• Provided information
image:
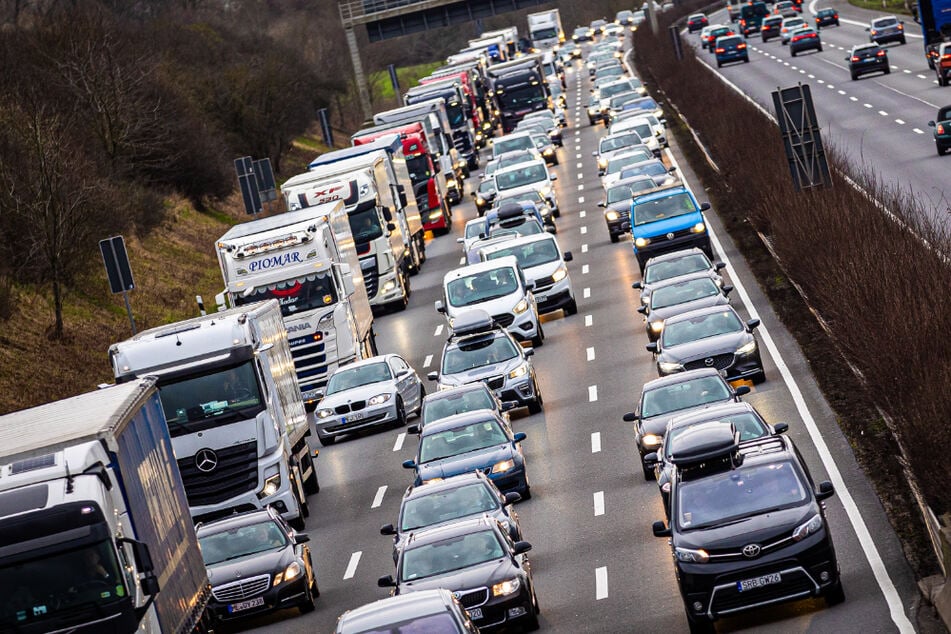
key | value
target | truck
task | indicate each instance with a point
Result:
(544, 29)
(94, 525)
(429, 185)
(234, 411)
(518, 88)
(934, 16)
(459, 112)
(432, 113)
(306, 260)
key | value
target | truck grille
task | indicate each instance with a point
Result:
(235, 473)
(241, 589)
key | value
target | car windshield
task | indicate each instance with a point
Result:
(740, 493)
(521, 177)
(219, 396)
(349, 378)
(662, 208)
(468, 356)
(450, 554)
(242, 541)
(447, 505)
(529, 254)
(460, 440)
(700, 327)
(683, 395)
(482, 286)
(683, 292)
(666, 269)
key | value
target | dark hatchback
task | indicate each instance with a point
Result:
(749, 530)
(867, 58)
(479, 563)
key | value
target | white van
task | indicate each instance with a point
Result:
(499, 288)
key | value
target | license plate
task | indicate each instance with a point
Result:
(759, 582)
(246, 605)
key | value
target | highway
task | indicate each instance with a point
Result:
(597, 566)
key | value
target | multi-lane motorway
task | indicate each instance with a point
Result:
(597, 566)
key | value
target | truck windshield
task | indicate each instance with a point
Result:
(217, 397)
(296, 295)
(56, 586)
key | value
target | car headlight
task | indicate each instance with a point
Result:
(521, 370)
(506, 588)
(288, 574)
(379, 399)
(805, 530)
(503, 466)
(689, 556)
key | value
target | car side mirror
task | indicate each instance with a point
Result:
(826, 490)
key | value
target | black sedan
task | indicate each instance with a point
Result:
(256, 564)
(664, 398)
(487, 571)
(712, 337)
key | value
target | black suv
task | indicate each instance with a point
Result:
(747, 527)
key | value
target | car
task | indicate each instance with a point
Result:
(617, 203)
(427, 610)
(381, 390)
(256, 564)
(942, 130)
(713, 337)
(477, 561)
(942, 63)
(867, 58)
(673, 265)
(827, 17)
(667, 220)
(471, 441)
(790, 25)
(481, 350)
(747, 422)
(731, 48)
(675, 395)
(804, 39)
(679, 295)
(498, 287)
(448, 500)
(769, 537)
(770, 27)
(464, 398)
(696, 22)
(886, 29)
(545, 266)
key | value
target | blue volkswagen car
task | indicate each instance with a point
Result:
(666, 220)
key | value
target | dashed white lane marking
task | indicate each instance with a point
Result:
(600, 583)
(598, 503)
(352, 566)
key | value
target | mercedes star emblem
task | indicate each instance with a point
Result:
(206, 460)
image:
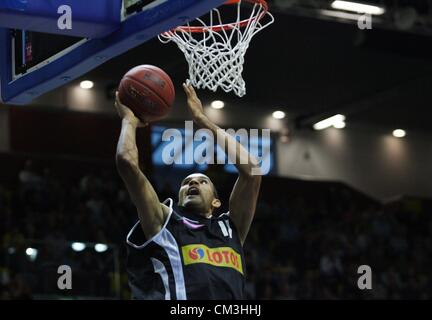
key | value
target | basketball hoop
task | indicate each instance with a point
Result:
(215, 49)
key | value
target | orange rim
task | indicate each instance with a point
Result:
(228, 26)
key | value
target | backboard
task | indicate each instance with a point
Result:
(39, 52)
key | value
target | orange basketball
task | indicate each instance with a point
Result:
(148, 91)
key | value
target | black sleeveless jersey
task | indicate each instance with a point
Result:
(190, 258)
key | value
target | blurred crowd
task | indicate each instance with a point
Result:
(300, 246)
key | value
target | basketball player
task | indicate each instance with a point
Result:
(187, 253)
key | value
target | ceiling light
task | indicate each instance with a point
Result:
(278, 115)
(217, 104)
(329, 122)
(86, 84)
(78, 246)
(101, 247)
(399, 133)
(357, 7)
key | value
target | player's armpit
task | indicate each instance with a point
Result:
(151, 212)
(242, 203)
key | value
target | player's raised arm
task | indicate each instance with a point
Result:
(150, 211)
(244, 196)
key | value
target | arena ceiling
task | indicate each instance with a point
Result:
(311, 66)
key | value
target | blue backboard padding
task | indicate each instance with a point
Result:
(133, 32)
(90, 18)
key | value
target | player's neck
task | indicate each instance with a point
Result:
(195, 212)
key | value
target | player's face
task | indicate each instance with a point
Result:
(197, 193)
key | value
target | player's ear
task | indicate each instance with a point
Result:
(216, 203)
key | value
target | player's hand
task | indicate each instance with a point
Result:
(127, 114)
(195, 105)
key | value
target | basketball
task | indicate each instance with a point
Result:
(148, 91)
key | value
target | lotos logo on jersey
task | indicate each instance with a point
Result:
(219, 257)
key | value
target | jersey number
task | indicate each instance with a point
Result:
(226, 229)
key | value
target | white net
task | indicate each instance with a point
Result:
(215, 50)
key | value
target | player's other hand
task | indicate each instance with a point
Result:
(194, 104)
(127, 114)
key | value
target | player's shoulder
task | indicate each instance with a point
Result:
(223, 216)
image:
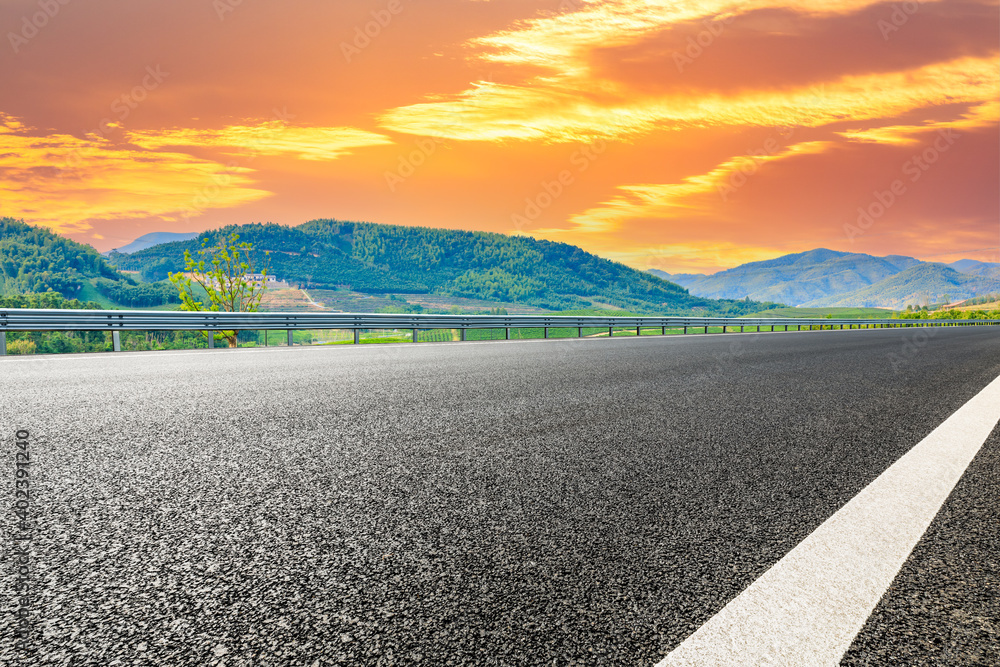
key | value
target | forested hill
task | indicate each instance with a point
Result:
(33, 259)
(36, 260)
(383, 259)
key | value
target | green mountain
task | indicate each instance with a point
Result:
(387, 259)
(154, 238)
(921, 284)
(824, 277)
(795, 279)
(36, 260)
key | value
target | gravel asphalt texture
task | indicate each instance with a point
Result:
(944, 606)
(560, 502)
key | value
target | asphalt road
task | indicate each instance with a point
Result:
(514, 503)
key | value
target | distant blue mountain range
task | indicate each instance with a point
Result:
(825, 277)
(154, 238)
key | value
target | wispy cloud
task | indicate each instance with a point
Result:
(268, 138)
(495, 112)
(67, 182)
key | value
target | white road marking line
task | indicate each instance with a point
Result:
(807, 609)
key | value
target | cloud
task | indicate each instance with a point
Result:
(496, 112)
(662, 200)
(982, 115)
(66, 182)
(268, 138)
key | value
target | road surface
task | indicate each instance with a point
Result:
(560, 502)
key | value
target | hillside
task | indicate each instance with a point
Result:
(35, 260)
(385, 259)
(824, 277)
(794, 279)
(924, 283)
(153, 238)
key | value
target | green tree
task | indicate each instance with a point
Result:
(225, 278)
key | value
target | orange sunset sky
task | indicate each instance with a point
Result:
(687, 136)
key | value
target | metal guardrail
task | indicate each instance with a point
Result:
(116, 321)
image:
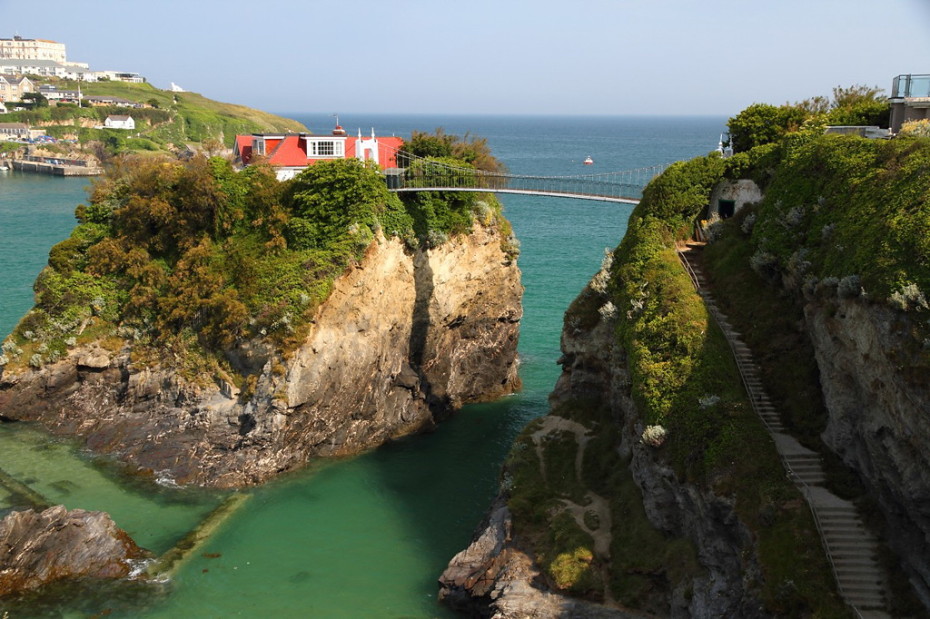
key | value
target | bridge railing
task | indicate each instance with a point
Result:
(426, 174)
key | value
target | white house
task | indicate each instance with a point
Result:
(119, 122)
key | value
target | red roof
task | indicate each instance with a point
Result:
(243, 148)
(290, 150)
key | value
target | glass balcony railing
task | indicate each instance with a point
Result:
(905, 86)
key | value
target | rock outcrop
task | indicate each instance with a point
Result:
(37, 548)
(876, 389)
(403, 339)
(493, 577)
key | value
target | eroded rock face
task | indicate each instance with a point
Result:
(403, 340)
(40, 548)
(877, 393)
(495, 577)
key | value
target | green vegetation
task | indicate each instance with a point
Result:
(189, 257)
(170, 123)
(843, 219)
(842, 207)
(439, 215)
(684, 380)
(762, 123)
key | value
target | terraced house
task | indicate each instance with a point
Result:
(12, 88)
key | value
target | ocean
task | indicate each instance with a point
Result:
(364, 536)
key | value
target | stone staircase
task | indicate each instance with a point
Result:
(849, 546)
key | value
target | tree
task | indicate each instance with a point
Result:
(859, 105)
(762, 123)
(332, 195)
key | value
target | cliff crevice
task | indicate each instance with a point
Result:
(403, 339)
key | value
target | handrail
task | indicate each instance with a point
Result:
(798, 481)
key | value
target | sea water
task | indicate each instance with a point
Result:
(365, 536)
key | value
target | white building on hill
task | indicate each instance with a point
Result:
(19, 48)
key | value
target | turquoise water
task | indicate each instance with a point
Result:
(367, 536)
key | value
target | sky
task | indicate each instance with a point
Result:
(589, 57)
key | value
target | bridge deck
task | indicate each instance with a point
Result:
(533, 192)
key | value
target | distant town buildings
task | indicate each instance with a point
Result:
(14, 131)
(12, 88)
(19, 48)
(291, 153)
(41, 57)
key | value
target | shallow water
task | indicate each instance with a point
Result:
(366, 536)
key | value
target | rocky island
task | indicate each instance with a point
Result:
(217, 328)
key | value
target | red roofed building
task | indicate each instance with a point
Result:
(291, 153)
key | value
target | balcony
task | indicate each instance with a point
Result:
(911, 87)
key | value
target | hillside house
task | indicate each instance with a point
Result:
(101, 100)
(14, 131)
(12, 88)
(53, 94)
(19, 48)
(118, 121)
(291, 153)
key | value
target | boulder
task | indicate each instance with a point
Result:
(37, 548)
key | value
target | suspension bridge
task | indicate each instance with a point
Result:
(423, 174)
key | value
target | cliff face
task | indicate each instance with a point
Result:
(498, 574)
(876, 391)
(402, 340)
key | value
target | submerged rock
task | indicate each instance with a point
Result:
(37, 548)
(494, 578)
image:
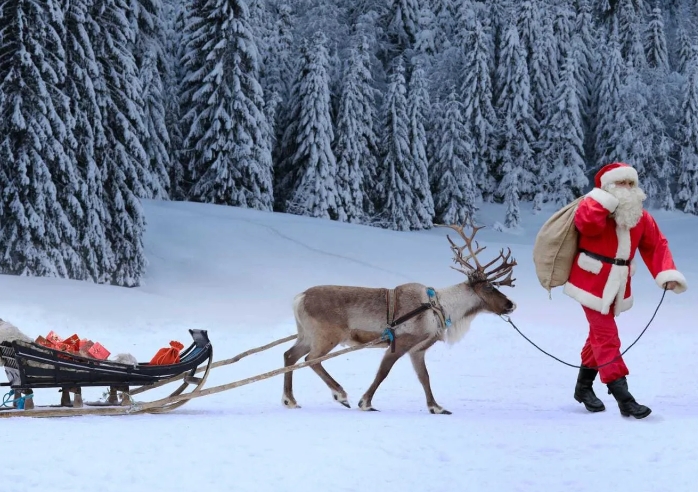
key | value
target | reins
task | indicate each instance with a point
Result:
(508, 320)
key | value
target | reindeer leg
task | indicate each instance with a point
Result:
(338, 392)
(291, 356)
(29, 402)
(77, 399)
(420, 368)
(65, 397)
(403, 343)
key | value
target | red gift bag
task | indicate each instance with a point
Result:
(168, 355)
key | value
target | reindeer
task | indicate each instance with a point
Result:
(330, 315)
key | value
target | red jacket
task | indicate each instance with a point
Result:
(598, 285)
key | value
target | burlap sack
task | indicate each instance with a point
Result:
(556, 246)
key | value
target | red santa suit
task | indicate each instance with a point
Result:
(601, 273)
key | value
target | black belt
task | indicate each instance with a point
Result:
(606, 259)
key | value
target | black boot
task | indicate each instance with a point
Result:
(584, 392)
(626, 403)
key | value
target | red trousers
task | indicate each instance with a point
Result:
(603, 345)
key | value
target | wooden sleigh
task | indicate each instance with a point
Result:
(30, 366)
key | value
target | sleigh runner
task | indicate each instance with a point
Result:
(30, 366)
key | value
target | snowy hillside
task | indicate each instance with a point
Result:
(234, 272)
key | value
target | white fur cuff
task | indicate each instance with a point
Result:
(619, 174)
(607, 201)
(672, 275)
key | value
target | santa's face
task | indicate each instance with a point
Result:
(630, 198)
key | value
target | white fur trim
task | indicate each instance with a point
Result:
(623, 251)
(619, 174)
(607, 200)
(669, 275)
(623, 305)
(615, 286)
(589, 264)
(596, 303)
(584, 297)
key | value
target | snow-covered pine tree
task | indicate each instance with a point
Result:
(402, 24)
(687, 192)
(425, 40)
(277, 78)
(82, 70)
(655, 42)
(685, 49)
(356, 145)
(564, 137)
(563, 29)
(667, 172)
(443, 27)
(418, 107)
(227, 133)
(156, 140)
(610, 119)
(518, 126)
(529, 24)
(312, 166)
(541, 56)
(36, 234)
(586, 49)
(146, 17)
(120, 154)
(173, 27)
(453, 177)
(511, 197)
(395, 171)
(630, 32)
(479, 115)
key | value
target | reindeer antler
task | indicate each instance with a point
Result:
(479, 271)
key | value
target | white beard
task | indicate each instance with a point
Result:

• Your task
Up to and including the line with "target | dark hatchback", repeat every line from the top of the entries exactly, but not the pictures.

• Solution for this task
image:
key | value
target | truck
task | indicate each instance with a point
Result:
(544, 29)
(94, 525)
(429, 185)
(234, 411)
(518, 88)
(934, 16)
(459, 112)
(432, 113)
(306, 260)
key | value
target | truck grille
task | indicate each instance with a point
Result:
(235, 473)
(241, 589)
key | value
target | car windshield
task | indicate each instance with a point
Result:
(740, 493)
(521, 177)
(219, 396)
(349, 378)
(662, 208)
(468, 356)
(450, 554)
(242, 541)
(447, 505)
(529, 254)
(460, 440)
(700, 327)
(683, 395)
(482, 286)
(683, 292)
(666, 269)
key | value
target | dark hatchback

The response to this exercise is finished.